- **Exercise directions**
Print each line exactly as it is given.
[start of Exercise input]
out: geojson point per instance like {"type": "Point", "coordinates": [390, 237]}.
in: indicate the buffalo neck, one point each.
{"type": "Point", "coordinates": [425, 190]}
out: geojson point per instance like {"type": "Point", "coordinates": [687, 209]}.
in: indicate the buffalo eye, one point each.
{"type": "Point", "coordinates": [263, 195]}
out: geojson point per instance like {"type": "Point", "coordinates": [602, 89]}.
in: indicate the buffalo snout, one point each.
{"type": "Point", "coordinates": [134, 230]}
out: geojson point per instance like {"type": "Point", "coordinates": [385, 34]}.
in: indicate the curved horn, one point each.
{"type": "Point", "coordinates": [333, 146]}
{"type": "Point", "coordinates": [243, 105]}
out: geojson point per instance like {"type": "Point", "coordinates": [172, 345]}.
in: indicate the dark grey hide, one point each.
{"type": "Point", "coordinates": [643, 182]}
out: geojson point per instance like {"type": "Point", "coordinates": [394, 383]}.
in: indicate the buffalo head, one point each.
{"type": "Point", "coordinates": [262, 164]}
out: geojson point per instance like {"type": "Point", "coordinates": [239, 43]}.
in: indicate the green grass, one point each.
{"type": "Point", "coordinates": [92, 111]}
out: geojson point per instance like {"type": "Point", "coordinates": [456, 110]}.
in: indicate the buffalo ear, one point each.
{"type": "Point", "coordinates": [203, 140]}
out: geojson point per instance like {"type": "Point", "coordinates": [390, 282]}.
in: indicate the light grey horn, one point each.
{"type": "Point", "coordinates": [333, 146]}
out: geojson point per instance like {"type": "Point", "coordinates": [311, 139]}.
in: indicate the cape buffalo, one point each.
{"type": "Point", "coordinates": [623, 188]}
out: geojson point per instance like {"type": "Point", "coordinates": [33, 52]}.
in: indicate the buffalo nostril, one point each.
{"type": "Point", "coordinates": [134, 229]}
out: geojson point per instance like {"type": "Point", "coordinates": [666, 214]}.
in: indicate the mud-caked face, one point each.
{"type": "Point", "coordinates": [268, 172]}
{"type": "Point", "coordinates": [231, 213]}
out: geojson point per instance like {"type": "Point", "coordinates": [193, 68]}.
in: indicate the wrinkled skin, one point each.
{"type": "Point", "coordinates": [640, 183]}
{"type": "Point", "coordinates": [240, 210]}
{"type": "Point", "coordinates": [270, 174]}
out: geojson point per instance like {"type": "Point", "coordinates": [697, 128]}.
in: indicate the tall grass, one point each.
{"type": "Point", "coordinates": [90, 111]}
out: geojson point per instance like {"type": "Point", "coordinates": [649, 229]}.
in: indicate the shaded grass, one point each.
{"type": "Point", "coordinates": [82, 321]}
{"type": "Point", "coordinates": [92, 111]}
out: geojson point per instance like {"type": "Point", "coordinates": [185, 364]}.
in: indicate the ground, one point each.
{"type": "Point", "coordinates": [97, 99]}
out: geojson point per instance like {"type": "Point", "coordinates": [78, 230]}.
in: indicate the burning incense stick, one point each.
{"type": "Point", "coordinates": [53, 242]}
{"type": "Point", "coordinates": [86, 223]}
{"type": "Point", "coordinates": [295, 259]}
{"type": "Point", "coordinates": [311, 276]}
[end of Exercise input]
- **Exercise output**
out: geojson point per instance like {"type": "Point", "coordinates": [390, 237]}.
in: indicate the buffalo neck, one point each.
{"type": "Point", "coordinates": [425, 190]}
out: geojson point per instance like {"type": "Point", "coordinates": [687, 209]}.
in: indicate the buffalo eye, one point each.
{"type": "Point", "coordinates": [263, 195]}
out: geojson point per instance like {"type": "Point", "coordinates": [602, 89]}.
in: indicate the buffalo snout, one point each.
{"type": "Point", "coordinates": [134, 230]}
out: geojson point per instance like {"type": "Point", "coordinates": [385, 34]}.
in: indicate the curved horn, one point each.
{"type": "Point", "coordinates": [333, 146]}
{"type": "Point", "coordinates": [243, 105]}
out: geojson point per instance like {"type": "Point", "coordinates": [172, 345]}.
in: indicate the dark grey hide, one point each.
{"type": "Point", "coordinates": [643, 182]}
out: geojson point per instance like {"type": "Point", "coordinates": [394, 383]}.
in: indicate the buffalo head, one point each.
{"type": "Point", "coordinates": [262, 164]}
out: geojson point per instance like {"type": "Point", "coordinates": [239, 43]}.
in: indicate the green grass, one point each.
{"type": "Point", "coordinates": [92, 111]}
out: geojson point per instance like {"type": "Point", "coordinates": [456, 110]}.
in: indicate the buffalo ear, one point each.
{"type": "Point", "coordinates": [203, 140]}
out: geojson point per instance like {"type": "Point", "coordinates": [390, 282]}.
in: indicate the light grey horn, one point each.
{"type": "Point", "coordinates": [333, 146]}
out: geojson point per instance like {"type": "Point", "coordinates": [311, 139]}.
in: indicate the cape buffalo, one point each.
{"type": "Point", "coordinates": [623, 188]}
out: geojson point per instance like {"type": "Point", "coordinates": [33, 52]}.
in: indicate the buffalo nostril, one point each.
{"type": "Point", "coordinates": [134, 229]}
out: geojson point per instance like {"type": "Point", "coordinates": [666, 214]}.
in: indicate the mud-caked face, one point each.
{"type": "Point", "coordinates": [268, 172]}
{"type": "Point", "coordinates": [231, 213]}
out: geojson point per instance like {"type": "Point", "coordinates": [193, 68]}.
in: indicate the wrinkled skin, one point each.
{"type": "Point", "coordinates": [640, 183]}
{"type": "Point", "coordinates": [240, 210]}
{"type": "Point", "coordinates": [270, 174]}
out: geojson point per instance like {"type": "Point", "coordinates": [697, 128]}.
in: indicate the tall grass, one point each.
{"type": "Point", "coordinates": [90, 111]}
out: geojson point per instance like {"type": "Point", "coordinates": [649, 229]}.
in: indicate the shaded grass, one point each.
{"type": "Point", "coordinates": [82, 321]}
{"type": "Point", "coordinates": [92, 111]}
out: geojson point per instance like {"type": "Point", "coordinates": [185, 364]}.
in: indicate the ground, one point each.
{"type": "Point", "coordinates": [97, 99]}
out: geojson point per instance like {"type": "Point", "coordinates": [78, 230]}.
in: indicate the burning incense stick, one point each.
{"type": "Point", "coordinates": [53, 242]}
{"type": "Point", "coordinates": [86, 223]}
{"type": "Point", "coordinates": [295, 259]}
{"type": "Point", "coordinates": [311, 276]}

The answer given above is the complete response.